WRITTEN EXERCISE -
Identify each line in the records below that contains the string "shaker" and copy those lines. Case counts.

LISTING -
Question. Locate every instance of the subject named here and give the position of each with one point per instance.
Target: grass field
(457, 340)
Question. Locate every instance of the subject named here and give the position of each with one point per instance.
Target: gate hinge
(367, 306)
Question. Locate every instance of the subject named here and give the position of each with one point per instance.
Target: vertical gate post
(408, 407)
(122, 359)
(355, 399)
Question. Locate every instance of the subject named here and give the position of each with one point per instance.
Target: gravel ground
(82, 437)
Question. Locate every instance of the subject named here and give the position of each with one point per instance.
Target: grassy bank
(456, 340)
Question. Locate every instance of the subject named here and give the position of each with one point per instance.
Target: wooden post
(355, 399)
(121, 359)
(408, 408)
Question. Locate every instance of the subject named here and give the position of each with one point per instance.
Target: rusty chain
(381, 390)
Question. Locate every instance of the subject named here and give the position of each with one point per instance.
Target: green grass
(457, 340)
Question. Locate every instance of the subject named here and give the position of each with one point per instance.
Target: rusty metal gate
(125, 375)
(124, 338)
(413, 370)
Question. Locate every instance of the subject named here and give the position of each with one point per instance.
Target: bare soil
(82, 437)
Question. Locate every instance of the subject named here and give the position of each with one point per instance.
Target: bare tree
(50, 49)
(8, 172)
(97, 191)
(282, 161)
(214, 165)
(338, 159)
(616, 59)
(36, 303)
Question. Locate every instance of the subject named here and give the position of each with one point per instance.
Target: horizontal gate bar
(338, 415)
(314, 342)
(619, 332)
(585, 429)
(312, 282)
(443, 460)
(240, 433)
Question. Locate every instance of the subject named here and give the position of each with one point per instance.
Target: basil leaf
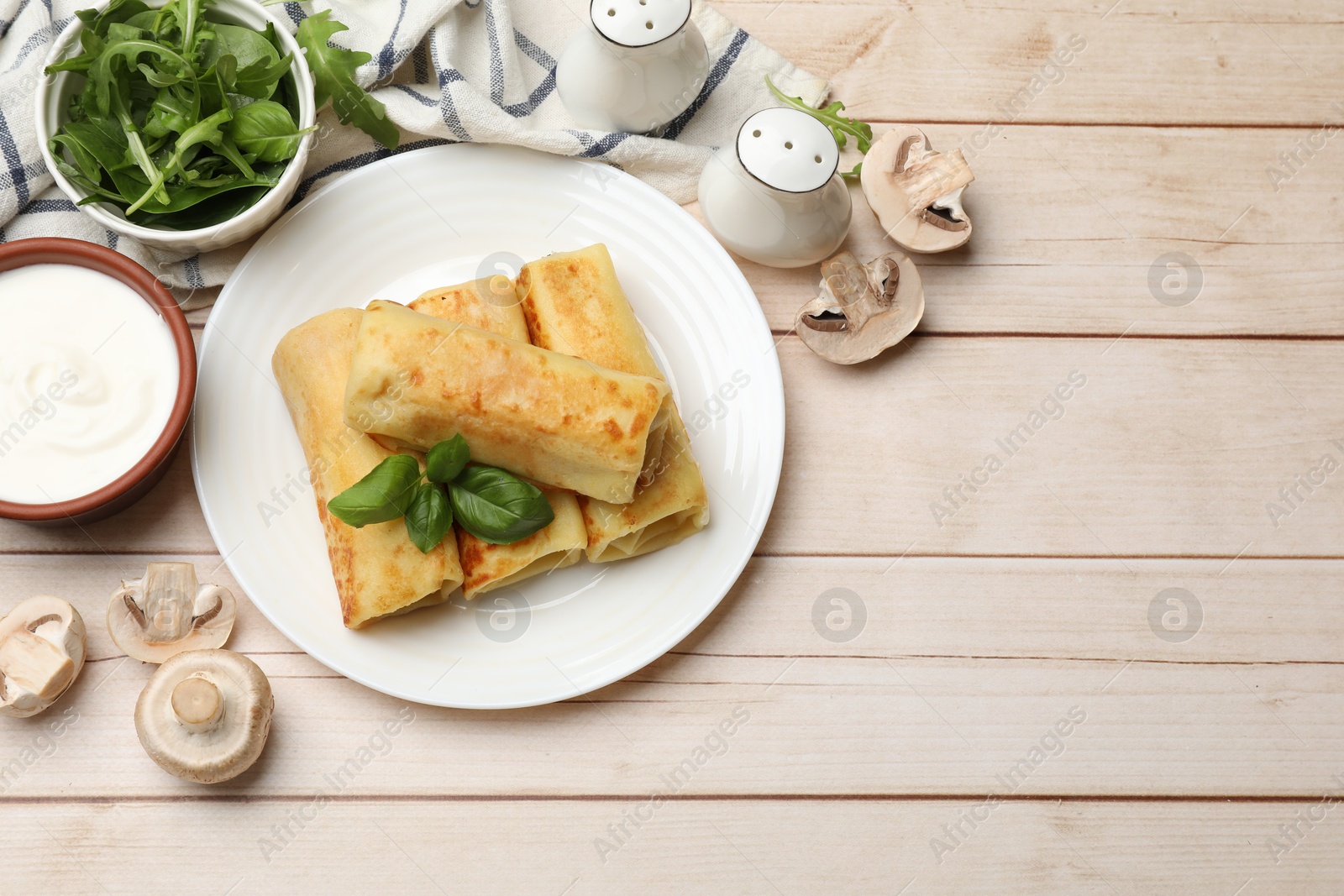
(383, 495)
(447, 459)
(429, 517)
(333, 76)
(497, 506)
(265, 129)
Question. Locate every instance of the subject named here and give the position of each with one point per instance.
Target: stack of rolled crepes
(559, 389)
(378, 571)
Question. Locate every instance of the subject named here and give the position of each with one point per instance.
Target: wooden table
(1021, 705)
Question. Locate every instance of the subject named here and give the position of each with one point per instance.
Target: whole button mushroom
(205, 715)
(42, 649)
(916, 191)
(862, 309)
(165, 613)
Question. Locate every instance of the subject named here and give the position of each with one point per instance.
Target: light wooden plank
(934, 607)
(918, 607)
(1066, 238)
(1173, 448)
(1250, 62)
(806, 726)
(1019, 849)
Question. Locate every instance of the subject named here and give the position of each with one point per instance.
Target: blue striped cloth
(448, 70)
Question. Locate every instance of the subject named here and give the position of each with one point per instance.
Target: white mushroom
(165, 613)
(205, 715)
(916, 192)
(862, 309)
(42, 649)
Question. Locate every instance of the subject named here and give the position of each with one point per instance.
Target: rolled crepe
(380, 573)
(548, 417)
(559, 544)
(575, 304)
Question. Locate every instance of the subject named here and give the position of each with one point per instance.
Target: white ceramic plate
(434, 217)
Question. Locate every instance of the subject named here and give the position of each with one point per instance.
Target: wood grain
(1254, 62)
(1171, 448)
(1068, 239)
(749, 846)
(804, 726)
(964, 636)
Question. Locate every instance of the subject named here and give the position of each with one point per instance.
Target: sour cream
(87, 380)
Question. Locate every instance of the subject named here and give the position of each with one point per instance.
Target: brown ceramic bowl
(143, 476)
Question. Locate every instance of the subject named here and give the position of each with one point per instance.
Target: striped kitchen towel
(448, 70)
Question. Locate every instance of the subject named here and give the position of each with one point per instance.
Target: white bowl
(53, 98)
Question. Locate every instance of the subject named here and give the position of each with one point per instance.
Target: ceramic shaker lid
(788, 149)
(638, 23)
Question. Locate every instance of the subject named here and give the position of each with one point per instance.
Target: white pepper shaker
(773, 195)
(642, 65)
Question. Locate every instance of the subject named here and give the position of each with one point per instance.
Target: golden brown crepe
(559, 544)
(543, 416)
(487, 304)
(378, 571)
(575, 304)
(492, 566)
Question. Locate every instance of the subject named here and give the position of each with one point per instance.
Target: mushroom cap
(165, 613)
(205, 715)
(916, 191)
(862, 309)
(42, 651)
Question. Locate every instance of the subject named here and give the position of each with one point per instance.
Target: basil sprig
(490, 503)
(501, 506)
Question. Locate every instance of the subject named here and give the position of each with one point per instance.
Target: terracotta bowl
(138, 481)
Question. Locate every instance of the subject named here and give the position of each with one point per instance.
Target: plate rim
(770, 486)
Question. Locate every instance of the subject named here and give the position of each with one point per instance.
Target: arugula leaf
(842, 128)
(382, 496)
(429, 517)
(333, 78)
(497, 506)
(447, 459)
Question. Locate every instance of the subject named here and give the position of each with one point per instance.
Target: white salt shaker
(773, 195)
(642, 65)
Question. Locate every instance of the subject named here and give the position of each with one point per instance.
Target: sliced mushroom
(42, 649)
(916, 192)
(165, 613)
(205, 715)
(862, 309)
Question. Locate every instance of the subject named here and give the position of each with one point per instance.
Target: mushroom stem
(198, 705)
(168, 593)
(932, 176)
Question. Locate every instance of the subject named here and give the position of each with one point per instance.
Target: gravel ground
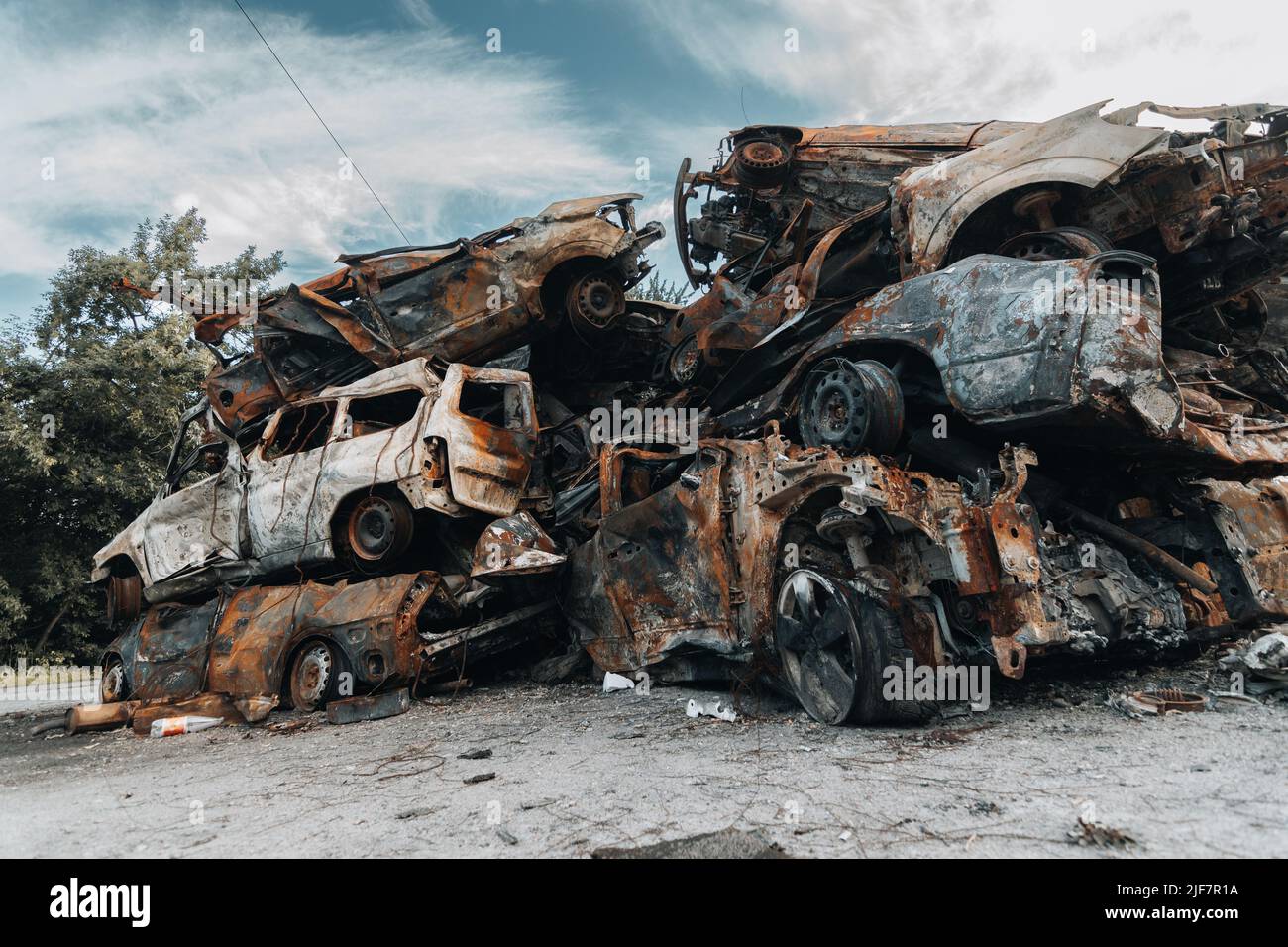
(568, 771)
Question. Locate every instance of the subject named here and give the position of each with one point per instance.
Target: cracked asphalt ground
(576, 771)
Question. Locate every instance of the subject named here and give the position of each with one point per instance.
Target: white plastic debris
(616, 682)
(711, 709)
(174, 725)
(1267, 656)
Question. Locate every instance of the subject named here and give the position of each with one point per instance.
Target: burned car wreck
(964, 394)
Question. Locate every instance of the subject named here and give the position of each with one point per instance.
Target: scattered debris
(438, 457)
(616, 682)
(1103, 836)
(1166, 701)
(728, 843)
(1267, 656)
(372, 707)
(175, 725)
(709, 709)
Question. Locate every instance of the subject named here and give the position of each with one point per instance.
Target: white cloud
(930, 60)
(140, 124)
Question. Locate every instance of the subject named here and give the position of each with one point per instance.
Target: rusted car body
(561, 275)
(300, 646)
(339, 475)
(1077, 347)
(1210, 206)
(804, 554)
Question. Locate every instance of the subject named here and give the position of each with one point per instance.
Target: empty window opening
(301, 429)
(498, 403)
(382, 411)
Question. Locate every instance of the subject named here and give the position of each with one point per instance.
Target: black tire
(686, 365)
(835, 664)
(377, 530)
(313, 678)
(1056, 244)
(851, 407)
(761, 162)
(114, 686)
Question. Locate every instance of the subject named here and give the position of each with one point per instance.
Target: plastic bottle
(174, 725)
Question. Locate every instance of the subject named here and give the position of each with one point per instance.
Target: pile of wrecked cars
(962, 393)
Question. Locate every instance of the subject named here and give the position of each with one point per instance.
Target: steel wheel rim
(373, 530)
(313, 674)
(818, 646)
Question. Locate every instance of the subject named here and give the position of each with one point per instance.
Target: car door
(197, 522)
(286, 525)
(487, 418)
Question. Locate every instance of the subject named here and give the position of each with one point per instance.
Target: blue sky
(458, 140)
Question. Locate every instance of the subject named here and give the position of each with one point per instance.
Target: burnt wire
(352, 162)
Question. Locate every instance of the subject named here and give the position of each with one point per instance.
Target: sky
(464, 115)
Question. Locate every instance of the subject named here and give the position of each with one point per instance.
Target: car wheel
(378, 531)
(833, 646)
(851, 406)
(595, 300)
(761, 162)
(112, 688)
(686, 364)
(124, 598)
(314, 677)
(1056, 244)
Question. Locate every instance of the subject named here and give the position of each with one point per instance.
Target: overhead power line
(352, 162)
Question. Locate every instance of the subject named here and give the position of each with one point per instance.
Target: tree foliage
(657, 290)
(91, 388)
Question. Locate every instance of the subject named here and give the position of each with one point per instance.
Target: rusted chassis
(1210, 206)
(243, 642)
(686, 579)
(691, 581)
(468, 300)
(1010, 350)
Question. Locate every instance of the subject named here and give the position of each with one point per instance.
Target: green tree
(91, 388)
(657, 290)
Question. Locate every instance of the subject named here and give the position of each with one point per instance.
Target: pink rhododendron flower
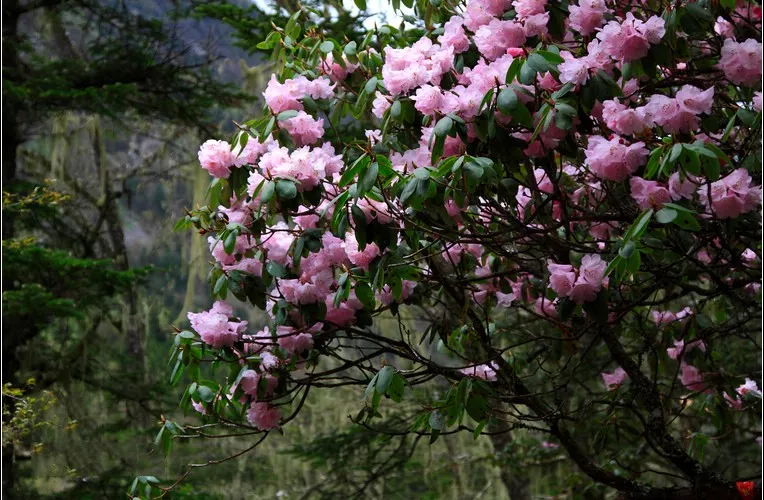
(622, 119)
(731, 196)
(199, 407)
(294, 342)
(736, 404)
(214, 327)
(427, 99)
(283, 96)
(614, 379)
(545, 307)
(587, 16)
(648, 194)
(629, 40)
(360, 258)
(454, 35)
(682, 189)
(410, 67)
(691, 377)
(335, 70)
(573, 70)
(494, 38)
(741, 62)
(581, 287)
(303, 128)
(485, 371)
(217, 158)
(612, 159)
(724, 28)
(264, 416)
(749, 387)
(681, 348)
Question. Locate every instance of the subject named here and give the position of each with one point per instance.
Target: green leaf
(354, 169)
(371, 85)
(514, 70)
(396, 108)
(437, 422)
(523, 116)
(275, 269)
(267, 192)
(443, 127)
(538, 63)
(367, 180)
(627, 250)
(365, 294)
(326, 46)
(397, 388)
(350, 48)
(287, 190)
(507, 101)
(205, 393)
(285, 115)
(666, 215)
(229, 244)
(384, 379)
(687, 221)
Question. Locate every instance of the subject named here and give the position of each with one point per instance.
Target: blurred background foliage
(104, 106)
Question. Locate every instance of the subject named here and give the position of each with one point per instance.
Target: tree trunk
(514, 479)
(11, 140)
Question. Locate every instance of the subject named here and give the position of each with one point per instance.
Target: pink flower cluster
(612, 159)
(309, 166)
(630, 40)
(215, 327)
(303, 128)
(614, 379)
(411, 67)
(741, 62)
(731, 196)
(587, 15)
(484, 371)
(286, 96)
(582, 284)
(678, 114)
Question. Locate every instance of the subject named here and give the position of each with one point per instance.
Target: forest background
(104, 107)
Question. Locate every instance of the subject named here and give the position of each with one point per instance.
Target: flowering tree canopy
(561, 194)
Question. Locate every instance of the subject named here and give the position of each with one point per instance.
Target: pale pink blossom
(749, 387)
(494, 38)
(612, 159)
(264, 416)
(303, 128)
(587, 16)
(214, 326)
(217, 158)
(741, 62)
(648, 194)
(680, 348)
(484, 371)
(691, 377)
(630, 39)
(614, 379)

RESPONSE -
Target: ceramic shaker lid
Target: white pepper shaker
Target: white salt shaker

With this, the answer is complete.